# SET EXERCISE 1
Please retype the Coquitlam article word for word, from "NATURE first fashioned" up to and including "energy and progressiveness.".
# SET EXERCISE 2
Carry the Coquitlam article on from its final sentence.

# PASSAGE GIVEN
※

Saturday, April 9, 2016

Coquitlam Makes Good

 Transcribed article from the,
British Columbia Magazine Vol IVIII, No.11  November 1912   pages 823-825

 Coquitlam Making Good
By Max Enos

 NATURE first fashioned a plain, locating it on a broad, deep magnificent river—the Pitt—surrounding it with mountains, and scenic effects unparalleled. A railroad, the Canadian Pacific, traced its main line across the plain into Vancouver, seventeen miles away, and made of that city the largest and most prosperous in Western Canada. Eight miles away on the Fraser River, into which the Pitt flows, was New Westminster, a municipality throbbing with real Western energy and progressiveness.

Less than two years ago some of the shrewdest railway experts in the country decided upon this plain as the location of a railway terminal in which would be combined all of the experience of the past five decades of railway building. Following this decision approximately $1,000,000 has been spent by the C. P. R. to establish on this splendid location the first unit of the vast scheme evolved.

Following this move by the great transportation company in the world, industries have located there, buildings have been erected, houses have been constructed, roads have been built, the acres surrounding the railway holdings have been cleared and graded, and a city has been designed on broad, generous and far-sighted lines. That is COQUITLAM.

※

# MATERIAL
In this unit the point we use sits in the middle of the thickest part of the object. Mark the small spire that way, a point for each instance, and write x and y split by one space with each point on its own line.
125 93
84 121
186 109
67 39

※

# ANSWER 1
NATURE first fashioned a plain, locating it on a broad, deep magnificent river—the Pitt—surrounding it with mountains, and scenic effects unparalleled. A railroad, the Canadian Pacific, traced its main line across the plain into Vancouver, seventeen miles away, and made of that city the largest and most prosperous in Western Canada. Eight miles away on the Fraser River, into which the Pitt flows, was New Westminster, a municipality throbbing with real Western energy and progressiveness.

# ANSWER 2
Less than two years ago a little hamlet called Westminster Junction marked the parting of the C. P. R. main line and the New Westminster branch. About this 

Building the great C.P.R. Terminals at Coquitlam ( Flickr Image )

 Typical scenes in busy Coquitlam  ( Flickr Image )
 (1) New block, corner Simpson and Broadway.  (2) Starting work on the Call Switch factory.  (3) Paving Simpson Street.  (4) Scene in Shaughnessy Division. (5) Building Dewdney Trunk Road. (6) Pitt River Road. 

 wooden station-house sprang up the typical Western community. This small cluster of houses looked out upon the broad, welcoming plain, the only one offering any inducements to the great railway builders of Canada. The dreamers dreamed and the prophets told of the future, but the Canadian Pacific experts acted on the wisest counsels and with the best brains money can buy. They said, “This will be the greatest railway terminal in Canada— yes, it will rival any on the continent,” and on this plan they have proceeded.

On December 15 about two hundred and fifty employees of the C. P. R. will be moved to Coquitlam, there to operate what the railwaymen are pleased to state is but the first unit, which consists of twenty miles of yards, a round house, car repair and construction shops, machine shops, coaling stations, and the latest and most improved of railway terminal equipment.

These men are but forerunners of the employees to come. They are to operate only this first unit, which is to he expanded as rapidly as time, money and labor will permit. When the terminals are completed there will he thousands of railway employees placed on the ground to manipulate the immense facilities provided.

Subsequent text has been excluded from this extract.